- **What the exercise asks**: Transcribe, word for word, the rows below from the line that contains "Please place a point on the number 2" through the line that contains "(1214, 512)", including both of those lines.

start Data for processing

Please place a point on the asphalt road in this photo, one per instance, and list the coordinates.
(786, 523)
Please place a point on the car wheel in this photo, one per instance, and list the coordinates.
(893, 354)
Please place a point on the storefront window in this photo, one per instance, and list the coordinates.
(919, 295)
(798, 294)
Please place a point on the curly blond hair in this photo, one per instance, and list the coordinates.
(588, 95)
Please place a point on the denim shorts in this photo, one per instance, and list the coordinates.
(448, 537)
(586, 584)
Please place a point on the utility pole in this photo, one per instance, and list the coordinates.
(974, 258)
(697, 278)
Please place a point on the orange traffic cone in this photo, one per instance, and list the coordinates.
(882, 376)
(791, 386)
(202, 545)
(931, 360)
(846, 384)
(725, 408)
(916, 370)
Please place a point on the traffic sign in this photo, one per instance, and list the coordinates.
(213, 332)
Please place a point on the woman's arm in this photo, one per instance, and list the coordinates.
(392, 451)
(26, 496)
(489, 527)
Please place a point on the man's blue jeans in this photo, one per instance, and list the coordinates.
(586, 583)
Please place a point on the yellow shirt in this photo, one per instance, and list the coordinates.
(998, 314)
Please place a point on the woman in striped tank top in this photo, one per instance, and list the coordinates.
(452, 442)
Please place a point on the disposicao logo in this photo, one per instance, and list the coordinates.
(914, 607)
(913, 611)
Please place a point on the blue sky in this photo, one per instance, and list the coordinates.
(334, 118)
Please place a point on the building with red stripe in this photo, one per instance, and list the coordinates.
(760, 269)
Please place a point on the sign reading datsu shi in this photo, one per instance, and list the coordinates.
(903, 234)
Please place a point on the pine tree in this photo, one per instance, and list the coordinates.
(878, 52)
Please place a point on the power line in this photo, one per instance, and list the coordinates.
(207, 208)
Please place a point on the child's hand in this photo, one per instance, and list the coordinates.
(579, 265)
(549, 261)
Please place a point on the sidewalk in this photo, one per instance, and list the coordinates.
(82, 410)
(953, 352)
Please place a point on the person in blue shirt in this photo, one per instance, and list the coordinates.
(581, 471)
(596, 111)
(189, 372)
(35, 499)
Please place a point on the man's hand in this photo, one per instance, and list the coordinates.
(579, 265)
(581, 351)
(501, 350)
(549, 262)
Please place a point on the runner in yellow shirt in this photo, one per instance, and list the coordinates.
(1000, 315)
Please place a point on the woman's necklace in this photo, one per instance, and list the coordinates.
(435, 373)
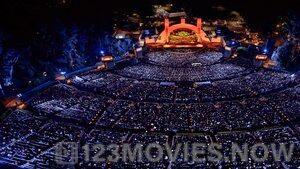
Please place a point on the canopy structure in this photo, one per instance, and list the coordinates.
(182, 35)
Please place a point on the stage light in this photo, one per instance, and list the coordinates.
(265, 50)
(63, 73)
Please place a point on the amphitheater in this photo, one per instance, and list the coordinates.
(170, 96)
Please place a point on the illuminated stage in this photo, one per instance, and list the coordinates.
(183, 35)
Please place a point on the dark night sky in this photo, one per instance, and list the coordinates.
(23, 15)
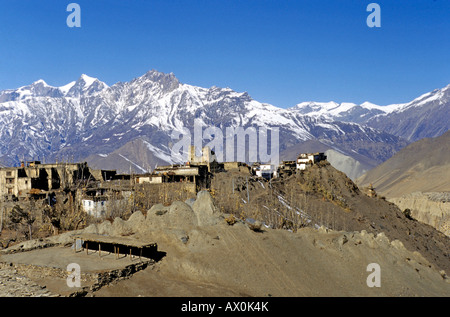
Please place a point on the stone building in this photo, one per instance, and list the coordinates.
(34, 178)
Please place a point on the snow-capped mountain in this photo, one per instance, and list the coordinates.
(129, 124)
(425, 116)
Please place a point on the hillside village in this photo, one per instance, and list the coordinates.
(93, 189)
(195, 225)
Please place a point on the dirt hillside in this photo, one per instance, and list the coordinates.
(423, 166)
(206, 255)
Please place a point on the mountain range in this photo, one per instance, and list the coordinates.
(128, 126)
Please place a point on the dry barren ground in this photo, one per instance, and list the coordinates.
(205, 256)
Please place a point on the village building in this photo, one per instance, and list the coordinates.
(267, 171)
(308, 159)
(33, 178)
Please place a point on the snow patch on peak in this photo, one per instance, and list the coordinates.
(87, 79)
(65, 89)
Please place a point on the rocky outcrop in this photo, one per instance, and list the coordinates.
(431, 208)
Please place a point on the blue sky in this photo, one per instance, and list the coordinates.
(281, 51)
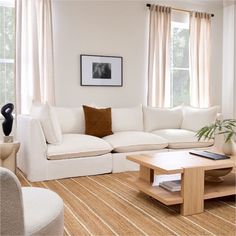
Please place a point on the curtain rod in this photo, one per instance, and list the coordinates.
(177, 9)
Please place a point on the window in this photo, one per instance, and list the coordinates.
(7, 51)
(180, 61)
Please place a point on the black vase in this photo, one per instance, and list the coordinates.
(8, 122)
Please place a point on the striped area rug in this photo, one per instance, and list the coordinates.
(110, 205)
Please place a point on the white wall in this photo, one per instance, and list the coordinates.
(116, 28)
(229, 61)
(100, 28)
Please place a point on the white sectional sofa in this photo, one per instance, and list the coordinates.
(135, 130)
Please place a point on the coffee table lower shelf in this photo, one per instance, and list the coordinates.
(211, 190)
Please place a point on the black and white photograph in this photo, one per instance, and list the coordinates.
(101, 70)
(96, 70)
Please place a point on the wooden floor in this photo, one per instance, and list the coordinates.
(110, 205)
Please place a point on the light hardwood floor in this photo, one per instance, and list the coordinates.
(110, 205)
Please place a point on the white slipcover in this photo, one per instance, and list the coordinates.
(162, 118)
(180, 138)
(127, 119)
(78, 145)
(131, 141)
(195, 118)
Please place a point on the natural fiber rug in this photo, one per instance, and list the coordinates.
(110, 205)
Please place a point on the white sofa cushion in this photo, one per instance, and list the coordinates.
(71, 120)
(49, 122)
(180, 138)
(162, 118)
(127, 119)
(78, 145)
(196, 118)
(131, 141)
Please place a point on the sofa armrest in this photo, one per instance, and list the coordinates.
(32, 158)
(219, 116)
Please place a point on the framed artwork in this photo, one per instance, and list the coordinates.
(101, 70)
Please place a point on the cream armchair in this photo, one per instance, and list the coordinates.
(28, 210)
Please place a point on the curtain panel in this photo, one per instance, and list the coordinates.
(34, 78)
(199, 50)
(159, 56)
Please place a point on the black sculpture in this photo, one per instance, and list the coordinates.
(7, 123)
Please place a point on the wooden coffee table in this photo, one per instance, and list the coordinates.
(194, 189)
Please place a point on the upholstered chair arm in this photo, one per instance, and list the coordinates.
(32, 154)
(11, 204)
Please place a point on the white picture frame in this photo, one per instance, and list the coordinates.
(98, 70)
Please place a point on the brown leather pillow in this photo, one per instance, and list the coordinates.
(97, 121)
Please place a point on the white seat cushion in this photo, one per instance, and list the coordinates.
(162, 118)
(49, 122)
(127, 119)
(71, 120)
(131, 141)
(180, 138)
(196, 118)
(78, 145)
(43, 212)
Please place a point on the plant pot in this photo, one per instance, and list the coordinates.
(228, 148)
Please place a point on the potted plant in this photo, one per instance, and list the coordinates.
(226, 127)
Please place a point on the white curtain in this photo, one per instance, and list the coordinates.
(159, 56)
(34, 54)
(199, 49)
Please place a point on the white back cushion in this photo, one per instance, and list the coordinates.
(127, 119)
(196, 118)
(71, 120)
(162, 118)
(49, 122)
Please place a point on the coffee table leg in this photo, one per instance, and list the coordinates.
(146, 174)
(192, 191)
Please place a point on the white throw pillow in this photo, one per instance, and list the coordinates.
(196, 118)
(71, 120)
(162, 118)
(127, 119)
(49, 122)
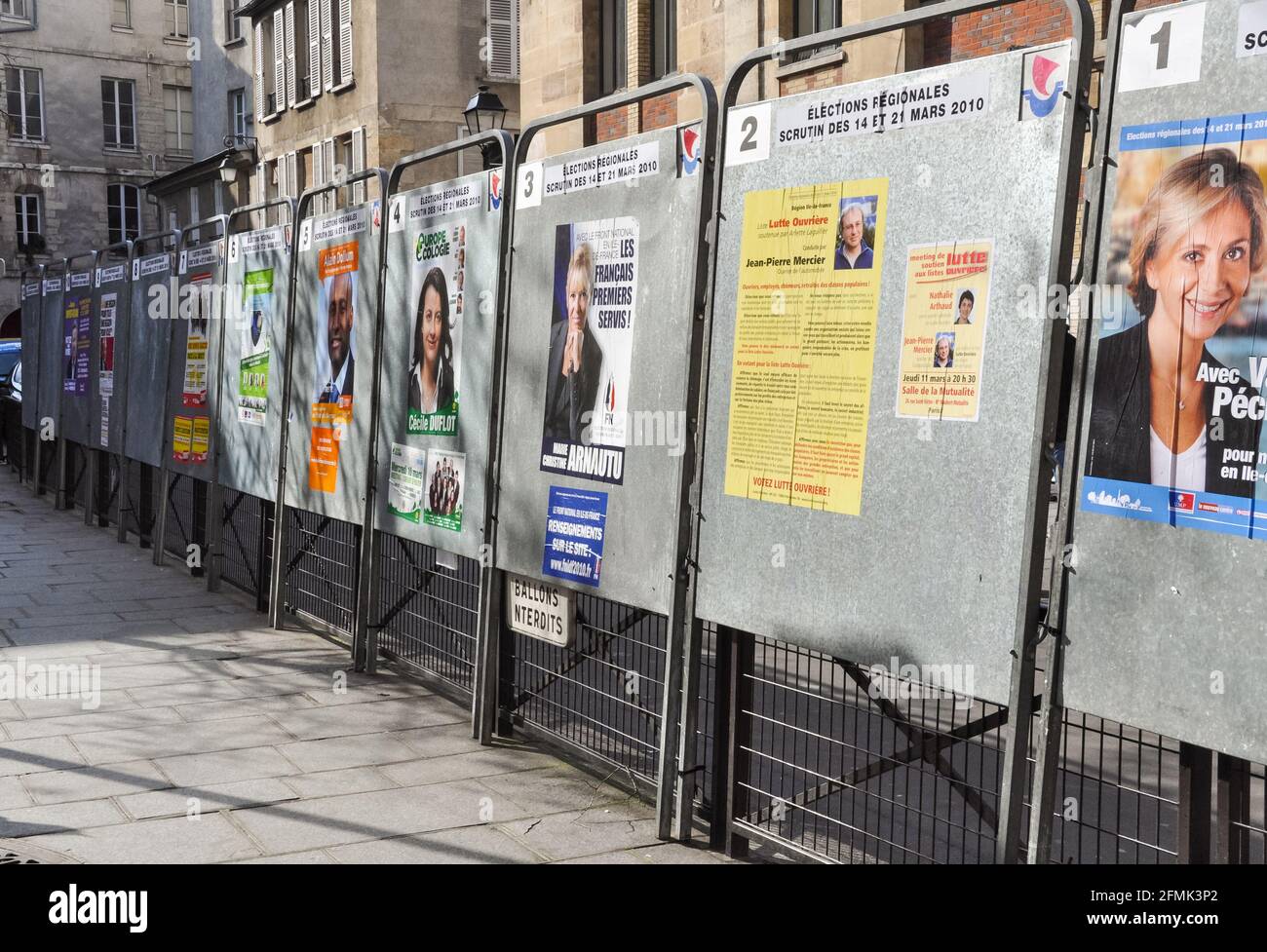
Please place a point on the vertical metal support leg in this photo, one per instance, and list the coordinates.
(1233, 809)
(718, 794)
(489, 655)
(743, 665)
(262, 559)
(1196, 773)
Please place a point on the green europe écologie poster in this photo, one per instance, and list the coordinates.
(256, 345)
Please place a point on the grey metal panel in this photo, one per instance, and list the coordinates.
(642, 513)
(1166, 625)
(473, 332)
(32, 314)
(77, 299)
(144, 359)
(208, 309)
(248, 452)
(110, 291)
(308, 330)
(934, 570)
(52, 350)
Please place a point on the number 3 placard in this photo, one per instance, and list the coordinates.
(1162, 50)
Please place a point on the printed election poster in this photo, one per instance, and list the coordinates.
(406, 482)
(591, 350)
(1181, 364)
(199, 296)
(77, 333)
(256, 330)
(805, 338)
(944, 329)
(334, 361)
(435, 355)
(446, 489)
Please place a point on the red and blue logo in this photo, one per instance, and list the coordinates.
(494, 190)
(689, 151)
(1042, 92)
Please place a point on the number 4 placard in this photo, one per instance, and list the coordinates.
(1162, 49)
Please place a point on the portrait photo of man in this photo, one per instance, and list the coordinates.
(337, 371)
(856, 231)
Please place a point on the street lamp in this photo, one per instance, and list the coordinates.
(484, 113)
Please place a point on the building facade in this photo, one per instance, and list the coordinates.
(97, 101)
(341, 86)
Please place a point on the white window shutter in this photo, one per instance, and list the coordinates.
(318, 174)
(290, 54)
(327, 46)
(279, 61)
(261, 104)
(359, 164)
(503, 38)
(315, 49)
(345, 41)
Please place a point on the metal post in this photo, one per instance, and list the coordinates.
(1195, 807)
(743, 666)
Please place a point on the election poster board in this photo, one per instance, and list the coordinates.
(872, 458)
(436, 376)
(598, 367)
(195, 360)
(252, 368)
(77, 326)
(1169, 502)
(332, 345)
(112, 304)
(32, 312)
(144, 359)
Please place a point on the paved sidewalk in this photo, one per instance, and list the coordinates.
(218, 740)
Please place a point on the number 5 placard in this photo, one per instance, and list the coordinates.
(1162, 50)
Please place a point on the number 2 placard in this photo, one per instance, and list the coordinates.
(1162, 50)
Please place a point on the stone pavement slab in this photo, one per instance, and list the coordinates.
(218, 740)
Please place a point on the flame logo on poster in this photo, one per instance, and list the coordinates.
(689, 151)
(494, 191)
(1042, 94)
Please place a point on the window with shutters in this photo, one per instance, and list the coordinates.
(119, 113)
(232, 23)
(612, 49)
(177, 109)
(24, 104)
(123, 211)
(240, 119)
(16, 11)
(29, 218)
(664, 37)
(502, 45)
(176, 19)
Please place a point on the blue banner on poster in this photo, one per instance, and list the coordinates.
(575, 524)
(1214, 512)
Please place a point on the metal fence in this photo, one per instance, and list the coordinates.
(430, 610)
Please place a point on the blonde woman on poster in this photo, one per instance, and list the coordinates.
(1196, 247)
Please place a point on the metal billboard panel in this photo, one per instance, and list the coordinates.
(252, 366)
(52, 351)
(197, 328)
(112, 304)
(1164, 629)
(144, 359)
(336, 286)
(625, 216)
(79, 328)
(865, 494)
(32, 314)
(443, 265)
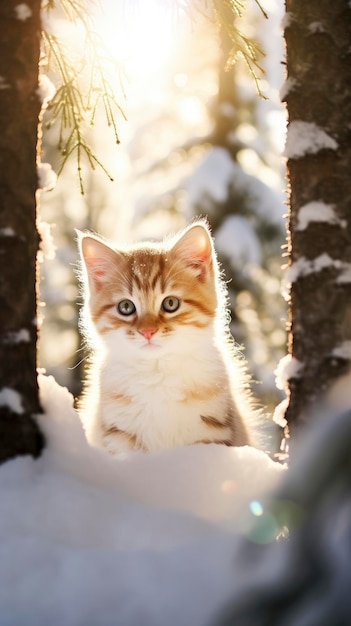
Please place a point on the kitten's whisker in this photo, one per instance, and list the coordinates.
(78, 364)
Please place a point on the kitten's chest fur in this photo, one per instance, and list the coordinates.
(166, 403)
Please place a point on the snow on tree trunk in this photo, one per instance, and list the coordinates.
(318, 148)
(19, 240)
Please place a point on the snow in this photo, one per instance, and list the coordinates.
(237, 240)
(11, 399)
(46, 89)
(89, 538)
(212, 177)
(288, 367)
(20, 336)
(318, 211)
(23, 12)
(46, 176)
(287, 19)
(209, 185)
(306, 138)
(47, 246)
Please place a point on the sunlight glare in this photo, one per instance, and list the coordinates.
(139, 35)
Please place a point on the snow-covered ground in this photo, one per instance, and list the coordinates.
(91, 539)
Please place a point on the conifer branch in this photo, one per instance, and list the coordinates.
(74, 106)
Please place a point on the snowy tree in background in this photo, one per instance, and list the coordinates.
(20, 107)
(318, 148)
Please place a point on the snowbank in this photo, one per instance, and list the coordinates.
(92, 539)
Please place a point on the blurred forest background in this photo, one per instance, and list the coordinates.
(198, 140)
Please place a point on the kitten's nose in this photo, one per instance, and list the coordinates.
(147, 332)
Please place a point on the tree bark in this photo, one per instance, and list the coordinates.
(19, 240)
(318, 36)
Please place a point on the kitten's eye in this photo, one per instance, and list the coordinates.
(126, 307)
(170, 304)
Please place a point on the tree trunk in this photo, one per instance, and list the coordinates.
(318, 92)
(19, 240)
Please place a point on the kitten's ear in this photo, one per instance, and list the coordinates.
(97, 258)
(195, 248)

end Data for processing

- **Response**:
Please place a point on the number 2 placard in this photo, one per instance, and list the coordinates.
(1162, 50)
Please place a point on the stone pavement slab in this photo, one per instance, and list the coordinates.
(218, 740)
Please place a point on the flame logo on poster in this photo, one per instance, and list the coordinates.
(689, 151)
(494, 191)
(1042, 94)
Please place a point on the window with shutters in this photo, one per instance, and list the coordinates.
(119, 113)
(232, 23)
(612, 49)
(177, 109)
(24, 104)
(123, 211)
(240, 119)
(16, 11)
(29, 218)
(664, 37)
(502, 45)
(176, 19)
Please place a point on the blue banner on poster in this photo, one per instance, and list the coordinates.
(575, 524)
(1214, 512)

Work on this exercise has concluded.